WORK TO DO:
Copy out everything from the line containing "at the stone" down to the end of the records, and offset each coordinate in the answers by -115.

Data listing
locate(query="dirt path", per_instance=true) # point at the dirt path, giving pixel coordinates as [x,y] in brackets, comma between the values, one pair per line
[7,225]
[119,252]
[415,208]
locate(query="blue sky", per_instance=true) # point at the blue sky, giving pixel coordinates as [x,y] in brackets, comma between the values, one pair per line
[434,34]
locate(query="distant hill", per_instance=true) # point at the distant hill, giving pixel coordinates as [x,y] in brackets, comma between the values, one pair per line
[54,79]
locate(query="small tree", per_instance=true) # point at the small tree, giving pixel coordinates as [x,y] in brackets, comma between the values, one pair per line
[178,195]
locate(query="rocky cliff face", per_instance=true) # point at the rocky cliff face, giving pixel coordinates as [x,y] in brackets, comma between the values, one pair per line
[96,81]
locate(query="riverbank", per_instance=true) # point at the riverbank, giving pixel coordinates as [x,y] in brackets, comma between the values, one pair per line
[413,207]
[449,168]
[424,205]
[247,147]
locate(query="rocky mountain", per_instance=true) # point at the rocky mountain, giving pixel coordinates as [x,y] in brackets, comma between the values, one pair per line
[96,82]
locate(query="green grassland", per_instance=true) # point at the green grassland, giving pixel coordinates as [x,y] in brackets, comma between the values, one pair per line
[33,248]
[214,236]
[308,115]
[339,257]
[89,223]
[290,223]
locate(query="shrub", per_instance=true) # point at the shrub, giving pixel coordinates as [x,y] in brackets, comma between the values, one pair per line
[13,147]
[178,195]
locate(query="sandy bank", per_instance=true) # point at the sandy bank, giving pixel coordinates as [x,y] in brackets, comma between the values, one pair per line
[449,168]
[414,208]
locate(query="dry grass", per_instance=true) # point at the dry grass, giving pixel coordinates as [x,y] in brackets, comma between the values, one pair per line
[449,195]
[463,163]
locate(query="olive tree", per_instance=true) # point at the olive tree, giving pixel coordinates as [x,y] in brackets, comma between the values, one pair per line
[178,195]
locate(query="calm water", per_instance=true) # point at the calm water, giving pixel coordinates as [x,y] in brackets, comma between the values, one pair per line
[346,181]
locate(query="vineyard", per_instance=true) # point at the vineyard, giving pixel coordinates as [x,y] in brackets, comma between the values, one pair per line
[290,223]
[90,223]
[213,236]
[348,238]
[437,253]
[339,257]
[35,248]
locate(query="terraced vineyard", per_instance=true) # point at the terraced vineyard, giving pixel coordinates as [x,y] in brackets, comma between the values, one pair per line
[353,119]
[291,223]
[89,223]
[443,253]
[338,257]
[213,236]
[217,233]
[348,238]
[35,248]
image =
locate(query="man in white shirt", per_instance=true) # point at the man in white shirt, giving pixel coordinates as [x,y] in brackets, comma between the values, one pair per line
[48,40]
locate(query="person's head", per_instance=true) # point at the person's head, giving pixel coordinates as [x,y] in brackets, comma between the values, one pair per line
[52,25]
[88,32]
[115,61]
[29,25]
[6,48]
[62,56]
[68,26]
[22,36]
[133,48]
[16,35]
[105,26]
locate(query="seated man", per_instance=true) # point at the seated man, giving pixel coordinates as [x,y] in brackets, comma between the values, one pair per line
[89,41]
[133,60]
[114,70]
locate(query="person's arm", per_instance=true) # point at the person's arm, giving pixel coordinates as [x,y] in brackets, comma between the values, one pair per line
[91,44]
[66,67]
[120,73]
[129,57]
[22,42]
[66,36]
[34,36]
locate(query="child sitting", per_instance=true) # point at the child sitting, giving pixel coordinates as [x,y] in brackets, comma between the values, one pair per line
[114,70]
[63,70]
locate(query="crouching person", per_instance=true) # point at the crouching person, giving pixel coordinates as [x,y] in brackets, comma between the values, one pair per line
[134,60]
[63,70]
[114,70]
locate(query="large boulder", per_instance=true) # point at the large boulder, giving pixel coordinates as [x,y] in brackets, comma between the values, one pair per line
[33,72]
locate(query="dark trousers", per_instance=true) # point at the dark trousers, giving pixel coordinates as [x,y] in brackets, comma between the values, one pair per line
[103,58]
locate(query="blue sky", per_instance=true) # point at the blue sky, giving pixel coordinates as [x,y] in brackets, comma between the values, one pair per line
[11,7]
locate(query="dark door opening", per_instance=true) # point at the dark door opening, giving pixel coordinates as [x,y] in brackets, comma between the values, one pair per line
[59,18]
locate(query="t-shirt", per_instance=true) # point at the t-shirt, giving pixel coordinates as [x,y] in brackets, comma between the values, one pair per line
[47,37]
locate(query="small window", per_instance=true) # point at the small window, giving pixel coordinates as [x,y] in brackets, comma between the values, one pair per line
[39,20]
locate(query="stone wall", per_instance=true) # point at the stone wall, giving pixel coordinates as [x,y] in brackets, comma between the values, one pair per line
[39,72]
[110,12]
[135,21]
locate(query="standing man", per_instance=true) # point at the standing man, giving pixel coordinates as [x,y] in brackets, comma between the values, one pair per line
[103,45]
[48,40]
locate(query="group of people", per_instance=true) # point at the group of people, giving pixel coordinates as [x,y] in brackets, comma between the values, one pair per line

OUTPUT OF THE EXERCISE:
locate(query="stone wall", per_instance=true) # point at the stone wall, giving pixel coordinates as [x,y] in brackets, comma between the values, one pair per line
[-76,-43]
[-5,-103]
[20,-94]
locate(query="standing man", per_instance=true) # point at the standing man, giving pixel coordinates as [x,y] in brackets, comma between the values, one pair per line
[-12,-70]
[-67,-75]
locate(query="group of people", per_instance=true) # point at the group of people, giving pixel coordinates as [x,y] in brackets, comma between the values, one pair per line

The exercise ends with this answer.